Text excerpt:
In lieu of an abstract, here is a brief excerpt of the content:

  • Access:Bane and Boon
  • Cynthia Patterson (bio)

I'm a newly-minted, if non-traditional age, Ph.D., so I can't really offer fond musings about how access has changed over the years. But I can say that issues of access drove my choice of a research project. As a graduate student, I also took on digital media projects. I think both the larger project and my experience with digital media projects served me well in the job-search. Issue of access, both print and digital, also helped me to develop a "best practices" approach to my teaching.

I work on the Philadelphia pictorials, the group of middle-class illustrated monthly magazines of art and literature that includes Graham's, Godey's, the Union, Peterson's and Miss Leslie's. I'm looking specifically at the visual materials. They've either been ignored by scholars, or simply mined as supporting evidence. I'm trying to understand how these magazines jockeyed with each other in the literary marketplace. And I'm examining the entire cycle of production, distribution, and consumption to figure out how the artists, engravers, authors, editors, and publishers contributing these magazines negotiated their own professionalization and pursued middle-class aspirations.

I started by reading these magazines on the American Periodicals Series on microfilm. I became curious about the visual materials in these magazines, largely because they were so dark on microfilm that often, I couldn't tell exactly what I was seeing. If you're analyzing textual material, it doesn't much matter if the microfilm's a little dark. But with visual materials, you really need to be able to see the images clearly, and most of them were too dark on microfilm.

Like most scholars, I was finding the World Wide Web an unbelievably rich source for access to networking and research. About that time, I discovered the Research Society for American Periodicals, the Making of America collection at Cornell and Michigan, and the few issues of Godey's available online. I also discovered Periodyssey, the rare book dealer in New York City, and quietly began buying up bound volumes, first of the Union, then of Graham's, Godey's and Peterson's. I also took coursework through George Mason University's Center for [End Page 117] History and New Media. While I was fascinated with the work they were doing, digital access became a source of dread: I lived in fear that someone else would suddenly digitize the magazines in my study before I could finish my project!

Brief a:
Count the lines in the rows below that contain the string "barrier", matching case exactly, and give only the number.

Record excerpts:
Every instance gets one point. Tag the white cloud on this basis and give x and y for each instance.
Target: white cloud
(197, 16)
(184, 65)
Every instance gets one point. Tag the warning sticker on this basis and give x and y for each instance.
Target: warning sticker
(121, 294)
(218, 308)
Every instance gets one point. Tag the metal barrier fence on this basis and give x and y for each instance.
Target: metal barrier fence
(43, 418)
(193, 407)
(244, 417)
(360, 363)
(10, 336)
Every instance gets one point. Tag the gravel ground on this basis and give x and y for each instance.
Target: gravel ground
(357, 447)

--

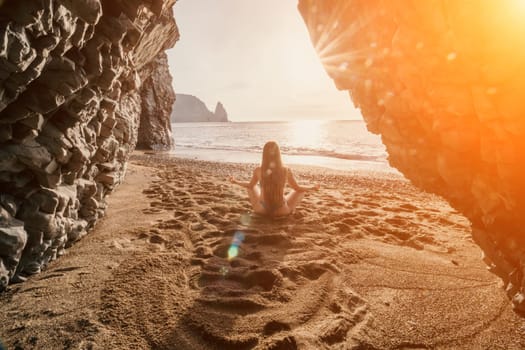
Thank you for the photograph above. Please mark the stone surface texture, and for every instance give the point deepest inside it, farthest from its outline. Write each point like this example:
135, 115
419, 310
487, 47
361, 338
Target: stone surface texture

...

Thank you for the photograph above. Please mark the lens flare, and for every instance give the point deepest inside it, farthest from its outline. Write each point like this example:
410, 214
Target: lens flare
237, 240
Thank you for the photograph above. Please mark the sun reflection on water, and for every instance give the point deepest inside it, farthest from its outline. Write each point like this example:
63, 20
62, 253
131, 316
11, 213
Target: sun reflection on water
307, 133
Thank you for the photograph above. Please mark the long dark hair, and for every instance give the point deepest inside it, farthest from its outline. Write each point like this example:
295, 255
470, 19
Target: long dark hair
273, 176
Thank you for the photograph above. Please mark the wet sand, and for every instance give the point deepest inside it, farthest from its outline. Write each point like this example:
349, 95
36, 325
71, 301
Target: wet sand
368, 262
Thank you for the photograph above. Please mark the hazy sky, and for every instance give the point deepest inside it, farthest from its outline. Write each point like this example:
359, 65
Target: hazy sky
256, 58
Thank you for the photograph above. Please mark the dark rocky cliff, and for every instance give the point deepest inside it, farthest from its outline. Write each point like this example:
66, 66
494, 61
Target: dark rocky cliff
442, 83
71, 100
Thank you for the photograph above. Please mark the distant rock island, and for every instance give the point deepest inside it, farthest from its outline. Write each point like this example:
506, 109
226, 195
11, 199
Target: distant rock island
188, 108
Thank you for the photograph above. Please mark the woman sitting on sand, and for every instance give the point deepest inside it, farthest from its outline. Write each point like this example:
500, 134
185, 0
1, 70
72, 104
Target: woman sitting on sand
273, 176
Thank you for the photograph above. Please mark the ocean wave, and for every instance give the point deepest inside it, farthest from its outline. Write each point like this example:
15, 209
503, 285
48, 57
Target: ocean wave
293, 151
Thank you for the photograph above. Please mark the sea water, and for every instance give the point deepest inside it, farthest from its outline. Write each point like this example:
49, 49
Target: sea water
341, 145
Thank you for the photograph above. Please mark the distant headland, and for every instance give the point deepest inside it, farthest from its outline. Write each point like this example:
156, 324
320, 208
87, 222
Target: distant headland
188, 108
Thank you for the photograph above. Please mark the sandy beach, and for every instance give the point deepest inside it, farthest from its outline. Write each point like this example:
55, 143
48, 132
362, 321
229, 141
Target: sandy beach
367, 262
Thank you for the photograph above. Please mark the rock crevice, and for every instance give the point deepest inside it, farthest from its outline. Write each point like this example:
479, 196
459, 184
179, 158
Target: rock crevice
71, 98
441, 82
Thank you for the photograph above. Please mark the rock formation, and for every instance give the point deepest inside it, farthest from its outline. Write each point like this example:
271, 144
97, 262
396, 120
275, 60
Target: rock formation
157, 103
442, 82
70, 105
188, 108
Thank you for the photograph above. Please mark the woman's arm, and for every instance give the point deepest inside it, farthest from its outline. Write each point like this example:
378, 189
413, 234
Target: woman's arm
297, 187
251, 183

Brief b:
Reproduce the excerpt on research access above word for word, in full.

Exercise output a:
2

Exercise output b:
In lieu of an abstract, here is a brief excerpt of the content:

  • Access:Bane and Boon
  • Cynthia Patterson (bio)

I'm a newly-minted, if non-traditional age, Ph.D., so I can't really offer fond musings about how access has changed over the years. But I can say that issues of access drove my choice of a research project. As a graduate student, I also took on digital media projects. I think both the larger project and my experience with digital media projects served me well in the job-search. Issue of access, both print and digital, also helped me to develop a "best practices" approach to my teaching.

I work on the Philadelphia pictorials, the group of middle-class illustrated monthly magazines of art and literature that includes Graham's, Godey's, the Union, Peterson's and Miss Leslie's. I'm looking specifically at the visual materials. They've either been ignored by scholars, or simply mined as supporting evidence. I'm trying to understand how these magazines jockeyed with each other in the literary marketplace. And I'm examining the entire cycle of production, distribution, and consumption to figure out how the artists, engravers, authors, editors, and publishers contributing these magazines negotiated their own professionalization and pursued middle-class aspirations.

I started by reading these magazines on the American Periodicals Series on microfilm. I became curious about the visual materials in these magazines, largely because they were so dark on microfilm that often, I couldn't tell exactly what I was seeing. If you're analyzing textual material, it doesn't much matter if the microfilm's a little dark. But with visual materials, you really need to be able to see the images clearly, and most of them were too dark on microfilm.

Like most scholars, I was finding the World Wide Web an unbelievably rich source for access to networking and research. About that time, I discovered the Research Society for American Periodicals, the Making of America collection at Cornell and Michigan, and the few issues of Godey's available online. I also discovered Periodyssey, the rare book dealer in New York City, and quietly began buying up bound volumes, first of the Union, then of Graham's, Godey's and Peterson's. I also took coursework through George Mason University's Center for [End Page 117] History and New Media. While I was fascinated with the work they were doing, digital access became a source of dread: I lived in fear that someone else would suddenly digitize the magazines in my study before I could finish my project!